▶ Consegna 1:
Riporta dall'articolo sulla contestazione a Landini il brano che inizia con "Prende la parola" e continua fino a "che di piazza.", senza cambiare nulla.
▶ Consegna 2:
Nell'articolo sulla contestazione a Landini, fino a quale cifra arrivano le buonuscite di cui si parla per gli esuberi?

▶ Estratto del documento:
============
«Venduto, buffone» Gli operai in piazza smontano Landini

Stavolta è toccato al segretario della Fiom beccarsi le contestazioni dell'Ast di Terni. Il sindacalista sminuisce: «Non ci eravamo capiti»

C'è mancato poco che a Maurizio Landini toccasse chiedere la protezione delle forze dell'ordine, le stesse che la settimana lo avevano, a suo dire, aggredito. Stesso luogo (l'ingresso del ministero delle Attività produttive a Roma) identici i protagonisti (il leader delle tute blu della Cgil e i dipendenti della Ast), completamente diverso lo scenario. Questa volta è toccato al segretario della Fiom beccarsi le contestazioni degli operai delle Acciaierie di Terni, insulti impensabili per il segretario di un'organizzazione che sta sempre dalla parte di chi protesta. Una raffica di «venduti» e «buffoni», incredibile anche perché, per una volta, il leader della principale federazione metalmeccanica è stato accomunato agli altri sindacalisti, quelli che sono abituati a fare gli accordi e quindi anche a prendersi gli insulti, compresi quelli della Fiom.

Tutto inizia con urla e contestazioni pesanti dopo un incontro al dicastero tra l'azienda e le organizzazioni dei lavoratori sullo stabilimento ternano che rischia la chiusura. In realtà, non era andato male. Le trattative sono appena iniziate e si profila un accordo che, a detta degli insider , avrà più luci che ombre. La novità è che la Fiom questa volta sembrerebbe intenzionata a firmare. Esce il primo sindacalista a leggere il comunicato, ma è sommerso dalle urla quando accenna alle concessioni dei sindacati. E cioè che le organizzazioni dei lavoratori «sospendono lo sciopero». Non fa in tempo a finire la frase.

Prende la parola Landini. Si vede che vuole metterci la faccia, non si vuole nascondere. Ma una reazione così non se l'aspetta. «Vi chiedo un minuto di silenzio, poi dite quello che volete», prova a dire per placare gli animi. Niente. Nessun effetto se non quello di irritare ancora di più l'ala dura, facendola litigare con quelli che invece vorrebbero ascoltarlo.

Per rimettere la vicenda nei binari consueti, il sindacalista più presente in televisione, gioca la carta della lotta continua e smentisce il collega: «Voglio precisare una cosa, lo sciopero rimane va avanti, questo deve essere chiaro». Ma nemmeno così ottiene effetti. «L'azienda voleva la fine dello sciopero, ma noi non glielo abbiamo permesso», aggiunge. Le proteste continuano. «Guarda che non vince chi urla più forte eh», sbotta un Landini in versione più televisiva che di piazza.

I circa 350 operai ternani sanno già tutto, compresa l'ala dura che ha già letto il comunicato, sa quali sono le basi della trattativa e semplicemente vuole respingere ogni tentativo di intesa. Come faceva la Fiom degli anni d'oro. Eppure le basi di partenza sono buone, spiega un insider . Alla fine ci sono ottime probabilità che entrambi gli altiforni delle acciaierie rimangano accesi, che gli arretrati vengano tutti pagati e anche sugli esuberi si profila una soluzione soft, fatto più di incentivi (si parla di buonuscite fino a 100mila euro) che di licenziamenti.
============
[Descrizioni di regioni in linguaggio naturale]
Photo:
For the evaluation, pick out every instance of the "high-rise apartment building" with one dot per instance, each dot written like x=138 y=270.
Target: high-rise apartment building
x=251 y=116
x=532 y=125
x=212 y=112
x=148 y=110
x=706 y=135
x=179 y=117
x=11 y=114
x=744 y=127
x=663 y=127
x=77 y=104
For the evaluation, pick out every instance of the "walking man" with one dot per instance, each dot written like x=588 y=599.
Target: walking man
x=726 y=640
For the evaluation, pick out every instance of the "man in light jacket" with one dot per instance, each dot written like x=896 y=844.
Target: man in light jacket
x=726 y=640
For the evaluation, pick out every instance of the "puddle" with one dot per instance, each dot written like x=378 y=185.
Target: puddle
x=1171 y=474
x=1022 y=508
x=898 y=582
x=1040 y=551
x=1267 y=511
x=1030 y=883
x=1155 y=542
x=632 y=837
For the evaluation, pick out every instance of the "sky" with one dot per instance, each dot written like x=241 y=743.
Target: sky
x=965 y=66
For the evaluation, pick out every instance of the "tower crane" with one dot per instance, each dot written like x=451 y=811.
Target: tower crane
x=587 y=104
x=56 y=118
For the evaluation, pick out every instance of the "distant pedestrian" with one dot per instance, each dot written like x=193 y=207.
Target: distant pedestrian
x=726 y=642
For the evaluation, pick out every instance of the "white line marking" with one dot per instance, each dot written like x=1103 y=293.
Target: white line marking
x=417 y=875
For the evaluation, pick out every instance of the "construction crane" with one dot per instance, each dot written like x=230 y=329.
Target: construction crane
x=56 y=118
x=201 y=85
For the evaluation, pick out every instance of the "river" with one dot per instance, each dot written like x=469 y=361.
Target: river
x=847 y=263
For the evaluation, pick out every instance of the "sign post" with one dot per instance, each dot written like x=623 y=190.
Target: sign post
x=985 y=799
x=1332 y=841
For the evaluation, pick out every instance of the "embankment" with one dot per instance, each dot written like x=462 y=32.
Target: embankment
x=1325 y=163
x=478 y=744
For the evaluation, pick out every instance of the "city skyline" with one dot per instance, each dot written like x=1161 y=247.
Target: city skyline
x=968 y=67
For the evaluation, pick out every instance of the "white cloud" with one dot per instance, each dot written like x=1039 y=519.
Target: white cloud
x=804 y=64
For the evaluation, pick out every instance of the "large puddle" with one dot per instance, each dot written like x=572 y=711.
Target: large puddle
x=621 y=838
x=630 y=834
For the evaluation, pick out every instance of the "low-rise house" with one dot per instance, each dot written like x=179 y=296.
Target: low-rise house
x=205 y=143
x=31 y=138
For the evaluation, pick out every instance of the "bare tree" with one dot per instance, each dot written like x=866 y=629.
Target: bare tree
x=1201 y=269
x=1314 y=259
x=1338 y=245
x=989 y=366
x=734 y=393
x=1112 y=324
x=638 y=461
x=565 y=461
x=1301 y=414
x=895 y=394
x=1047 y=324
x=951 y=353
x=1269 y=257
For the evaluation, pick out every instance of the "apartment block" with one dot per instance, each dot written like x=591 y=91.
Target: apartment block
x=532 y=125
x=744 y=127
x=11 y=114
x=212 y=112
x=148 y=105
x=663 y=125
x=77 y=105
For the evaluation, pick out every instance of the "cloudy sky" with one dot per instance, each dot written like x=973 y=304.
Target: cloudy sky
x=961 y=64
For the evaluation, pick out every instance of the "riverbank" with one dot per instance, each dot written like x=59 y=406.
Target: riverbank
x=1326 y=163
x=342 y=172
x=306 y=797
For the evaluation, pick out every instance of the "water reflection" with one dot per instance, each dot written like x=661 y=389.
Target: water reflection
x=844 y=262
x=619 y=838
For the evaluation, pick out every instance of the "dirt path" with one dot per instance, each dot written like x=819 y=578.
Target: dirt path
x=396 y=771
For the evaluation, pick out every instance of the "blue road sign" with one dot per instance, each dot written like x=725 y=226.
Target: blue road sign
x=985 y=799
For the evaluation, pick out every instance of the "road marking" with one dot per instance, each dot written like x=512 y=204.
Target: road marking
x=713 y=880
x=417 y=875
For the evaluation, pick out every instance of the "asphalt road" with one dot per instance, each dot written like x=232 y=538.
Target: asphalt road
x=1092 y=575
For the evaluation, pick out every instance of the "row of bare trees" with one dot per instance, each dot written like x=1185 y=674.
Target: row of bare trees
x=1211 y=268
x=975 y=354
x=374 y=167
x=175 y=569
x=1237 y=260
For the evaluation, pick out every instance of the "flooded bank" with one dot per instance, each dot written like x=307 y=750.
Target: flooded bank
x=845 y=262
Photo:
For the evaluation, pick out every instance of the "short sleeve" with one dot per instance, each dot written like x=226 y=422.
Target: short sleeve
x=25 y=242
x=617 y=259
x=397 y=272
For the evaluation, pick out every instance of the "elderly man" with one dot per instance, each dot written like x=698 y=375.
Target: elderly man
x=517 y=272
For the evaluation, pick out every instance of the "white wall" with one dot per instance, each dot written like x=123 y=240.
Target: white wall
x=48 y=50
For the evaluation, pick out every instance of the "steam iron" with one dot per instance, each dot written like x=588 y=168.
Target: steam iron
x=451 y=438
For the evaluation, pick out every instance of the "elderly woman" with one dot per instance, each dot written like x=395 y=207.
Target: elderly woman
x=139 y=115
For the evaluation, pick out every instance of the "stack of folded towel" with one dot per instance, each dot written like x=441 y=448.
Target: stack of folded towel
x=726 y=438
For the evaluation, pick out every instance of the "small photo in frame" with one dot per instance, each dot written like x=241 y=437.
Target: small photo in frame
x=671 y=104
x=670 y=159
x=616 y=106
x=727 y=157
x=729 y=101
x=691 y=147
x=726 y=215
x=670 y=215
============
▶ La tua soluzione 1:
Prende la parola Landini. Si vede che vuole metterci la faccia, non si vuole nascondere. Ma una reazione così non se l'aspetta. «Vi chiedo un minuto di silenzio, poi dite quello che volete», prova a dire per placare gli animi. Niente. Nessun effetto se non quello di irritare ancora di più l'ala dura, facendola litigare con quelli che invece vorrebbero ascoltarlo.

Per rimettere la vicenda nei binari consueti, il sindacalista più presente in televisione, gioca la carta della lotta continua e smentisce il collega: «Voglio precisare una cosa, lo sciopero rimane va avanti, questo deve essere chiaro». Ma nemmeno così ottiene effetti. «L'azienda voleva la fine dello sciopero, ma noi non glielo abbiamo permesso», aggiunge. Le proteste continuano. «Guarda che non vince chi urla più forte eh», sbotta un Landini in versione più televisiva che di piazza.

▶ La tua soluzione 2:
Fino a 100mila euro.